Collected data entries

"""

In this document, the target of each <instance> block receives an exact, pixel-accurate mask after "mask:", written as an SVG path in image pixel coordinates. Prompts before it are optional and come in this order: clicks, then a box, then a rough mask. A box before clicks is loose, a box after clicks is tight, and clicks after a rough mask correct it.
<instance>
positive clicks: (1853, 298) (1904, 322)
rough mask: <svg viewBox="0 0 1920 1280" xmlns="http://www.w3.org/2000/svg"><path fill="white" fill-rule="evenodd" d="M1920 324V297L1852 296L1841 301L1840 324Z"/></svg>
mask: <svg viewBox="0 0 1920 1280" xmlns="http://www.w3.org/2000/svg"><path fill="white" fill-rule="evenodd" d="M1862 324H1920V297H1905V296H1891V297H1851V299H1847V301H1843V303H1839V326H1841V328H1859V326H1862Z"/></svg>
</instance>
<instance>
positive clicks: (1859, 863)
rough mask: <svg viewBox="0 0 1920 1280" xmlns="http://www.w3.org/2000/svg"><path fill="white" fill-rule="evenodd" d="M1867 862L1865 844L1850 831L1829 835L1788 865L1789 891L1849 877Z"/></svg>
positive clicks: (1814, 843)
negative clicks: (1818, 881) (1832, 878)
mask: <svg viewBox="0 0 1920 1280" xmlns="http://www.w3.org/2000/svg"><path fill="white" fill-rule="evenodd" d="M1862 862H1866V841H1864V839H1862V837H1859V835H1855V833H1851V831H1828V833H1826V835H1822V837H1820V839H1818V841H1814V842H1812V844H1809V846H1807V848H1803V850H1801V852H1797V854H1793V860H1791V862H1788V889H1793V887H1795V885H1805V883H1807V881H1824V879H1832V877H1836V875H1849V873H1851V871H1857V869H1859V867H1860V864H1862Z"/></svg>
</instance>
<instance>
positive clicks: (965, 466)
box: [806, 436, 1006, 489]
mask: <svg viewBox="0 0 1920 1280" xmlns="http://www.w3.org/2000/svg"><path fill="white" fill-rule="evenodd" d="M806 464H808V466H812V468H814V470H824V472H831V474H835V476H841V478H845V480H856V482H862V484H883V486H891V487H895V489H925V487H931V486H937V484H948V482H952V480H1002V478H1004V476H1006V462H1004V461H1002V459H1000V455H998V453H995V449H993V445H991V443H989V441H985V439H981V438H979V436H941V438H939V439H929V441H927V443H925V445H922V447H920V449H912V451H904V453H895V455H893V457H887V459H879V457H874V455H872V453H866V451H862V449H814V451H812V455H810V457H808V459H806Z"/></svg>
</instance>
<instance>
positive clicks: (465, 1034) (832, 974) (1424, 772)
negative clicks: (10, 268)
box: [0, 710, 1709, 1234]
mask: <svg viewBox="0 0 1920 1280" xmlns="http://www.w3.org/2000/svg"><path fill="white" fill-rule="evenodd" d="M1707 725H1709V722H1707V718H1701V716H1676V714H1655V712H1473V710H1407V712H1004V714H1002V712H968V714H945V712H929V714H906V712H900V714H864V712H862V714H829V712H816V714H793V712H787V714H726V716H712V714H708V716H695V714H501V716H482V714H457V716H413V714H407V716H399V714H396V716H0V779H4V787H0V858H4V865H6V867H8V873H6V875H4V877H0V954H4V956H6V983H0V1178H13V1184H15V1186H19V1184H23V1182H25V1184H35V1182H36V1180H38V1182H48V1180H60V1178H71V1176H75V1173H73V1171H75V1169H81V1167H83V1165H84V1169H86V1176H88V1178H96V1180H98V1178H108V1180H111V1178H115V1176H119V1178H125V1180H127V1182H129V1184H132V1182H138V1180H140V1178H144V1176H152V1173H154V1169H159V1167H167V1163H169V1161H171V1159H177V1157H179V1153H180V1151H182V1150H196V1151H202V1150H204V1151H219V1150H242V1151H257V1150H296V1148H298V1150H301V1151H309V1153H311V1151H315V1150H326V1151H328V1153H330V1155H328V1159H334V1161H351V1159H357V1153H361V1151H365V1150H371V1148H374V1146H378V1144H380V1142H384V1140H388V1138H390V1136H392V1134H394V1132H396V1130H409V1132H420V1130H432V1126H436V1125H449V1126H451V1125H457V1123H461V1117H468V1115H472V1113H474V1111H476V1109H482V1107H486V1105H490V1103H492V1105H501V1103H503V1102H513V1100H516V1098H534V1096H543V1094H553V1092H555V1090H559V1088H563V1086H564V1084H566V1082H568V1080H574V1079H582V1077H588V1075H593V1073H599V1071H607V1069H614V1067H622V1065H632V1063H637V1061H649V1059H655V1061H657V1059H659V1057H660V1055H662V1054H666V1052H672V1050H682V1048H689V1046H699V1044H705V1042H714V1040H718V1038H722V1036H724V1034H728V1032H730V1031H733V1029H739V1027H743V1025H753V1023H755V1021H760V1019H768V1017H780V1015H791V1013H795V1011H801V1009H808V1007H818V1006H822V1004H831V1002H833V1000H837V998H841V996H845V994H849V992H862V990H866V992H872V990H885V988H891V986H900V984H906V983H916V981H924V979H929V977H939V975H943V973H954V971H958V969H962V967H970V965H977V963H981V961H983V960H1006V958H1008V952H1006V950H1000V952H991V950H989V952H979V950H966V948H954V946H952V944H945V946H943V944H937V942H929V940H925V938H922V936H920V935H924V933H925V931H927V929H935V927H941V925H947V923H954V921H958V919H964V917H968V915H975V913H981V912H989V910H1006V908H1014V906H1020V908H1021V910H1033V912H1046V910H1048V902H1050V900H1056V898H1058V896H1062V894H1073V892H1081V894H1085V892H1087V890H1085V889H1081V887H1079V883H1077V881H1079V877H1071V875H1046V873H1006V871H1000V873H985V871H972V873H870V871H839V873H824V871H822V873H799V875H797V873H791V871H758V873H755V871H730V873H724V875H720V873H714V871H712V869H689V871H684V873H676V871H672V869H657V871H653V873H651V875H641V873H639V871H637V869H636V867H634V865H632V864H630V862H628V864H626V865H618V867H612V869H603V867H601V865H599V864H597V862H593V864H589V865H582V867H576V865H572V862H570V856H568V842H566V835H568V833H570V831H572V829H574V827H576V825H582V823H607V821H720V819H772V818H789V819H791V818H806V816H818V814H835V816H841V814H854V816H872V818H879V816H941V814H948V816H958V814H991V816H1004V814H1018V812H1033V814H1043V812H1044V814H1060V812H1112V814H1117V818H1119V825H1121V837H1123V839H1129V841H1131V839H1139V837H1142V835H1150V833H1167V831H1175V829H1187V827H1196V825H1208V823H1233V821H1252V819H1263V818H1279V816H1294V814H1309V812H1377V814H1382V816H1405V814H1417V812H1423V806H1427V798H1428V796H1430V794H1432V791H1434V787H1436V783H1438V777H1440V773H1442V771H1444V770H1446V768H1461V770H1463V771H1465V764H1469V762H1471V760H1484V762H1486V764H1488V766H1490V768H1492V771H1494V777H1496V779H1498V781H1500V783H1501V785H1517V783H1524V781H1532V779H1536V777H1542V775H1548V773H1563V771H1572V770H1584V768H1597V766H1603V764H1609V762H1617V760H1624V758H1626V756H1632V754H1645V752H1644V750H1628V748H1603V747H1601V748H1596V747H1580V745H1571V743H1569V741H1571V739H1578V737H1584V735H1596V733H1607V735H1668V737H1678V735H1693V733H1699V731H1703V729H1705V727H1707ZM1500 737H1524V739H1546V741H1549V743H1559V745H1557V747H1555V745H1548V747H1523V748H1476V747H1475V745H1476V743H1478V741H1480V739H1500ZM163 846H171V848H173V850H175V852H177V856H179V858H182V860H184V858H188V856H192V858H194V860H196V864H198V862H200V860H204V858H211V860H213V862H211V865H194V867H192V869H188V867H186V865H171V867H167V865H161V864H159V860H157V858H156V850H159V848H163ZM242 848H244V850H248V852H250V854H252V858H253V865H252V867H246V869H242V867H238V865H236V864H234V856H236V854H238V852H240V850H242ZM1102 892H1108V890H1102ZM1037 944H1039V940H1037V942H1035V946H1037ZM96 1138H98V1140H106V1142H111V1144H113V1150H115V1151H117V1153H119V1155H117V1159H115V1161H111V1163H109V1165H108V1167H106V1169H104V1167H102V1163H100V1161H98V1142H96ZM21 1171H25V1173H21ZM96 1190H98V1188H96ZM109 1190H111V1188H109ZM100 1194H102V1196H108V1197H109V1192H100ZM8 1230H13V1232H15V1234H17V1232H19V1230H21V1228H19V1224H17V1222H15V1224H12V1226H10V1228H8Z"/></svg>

"""

• Assignment
Present the material from its first line through the line containing "positive clicks: (1814, 843)" as a Markdown table with the columns Row and Line, where Row numbers each line and blank lines are left out.

• Answer section
| Row | Line |
|---|---|
| 1 | In this document, the target of each <instance> block receives an exact, pixel-accurate mask after "mask:", written as an SVG path in image pixel coordinates. Prompts before it are optional and come in this order: clicks, then a box, then a rough mask. A box before clicks is loose, a box after clicks is tight, and clicks after a rough mask correct it. |
| 2 | <instance> |
| 3 | positive clicks: (1853, 298) (1904, 322) |
| 4 | rough mask: <svg viewBox="0 0 1920 1280" xmlns="http://www.w3.org/2000/svg"><path fill="white" fill-rule="evenodd" d="M1920 324V297L1852 296L1841 301L1840 324Z"/></svg> |
| 5 | mask: <svg viewBox="0 0 1920 1280" xmlns="http://www.w3.org/2000/svg"><path fill="white" fill-rule="evenodd" d="M1862 324H1920V297H1905V296H1891V297H1851V299H1847V301H1843V303H1839V326H1841V328H1859V326H1862Z"/></svg> |
| 6 | </instance> |
| 7 | <instance> |
| 8 | positive clicks: (1859, 863) |
| 9 | rough mask: <svg viewBox="0 0 1920 1280" xmlns="http://www.w3.org/2000/svg"><path fill="white" fill-rule="evenodd" d="M1867 862L1865 844L1850 831L1829 835L1788 865L1789 891L1849 877Z"/></svg> |
| 10 | positive clicks: (1814, 843) |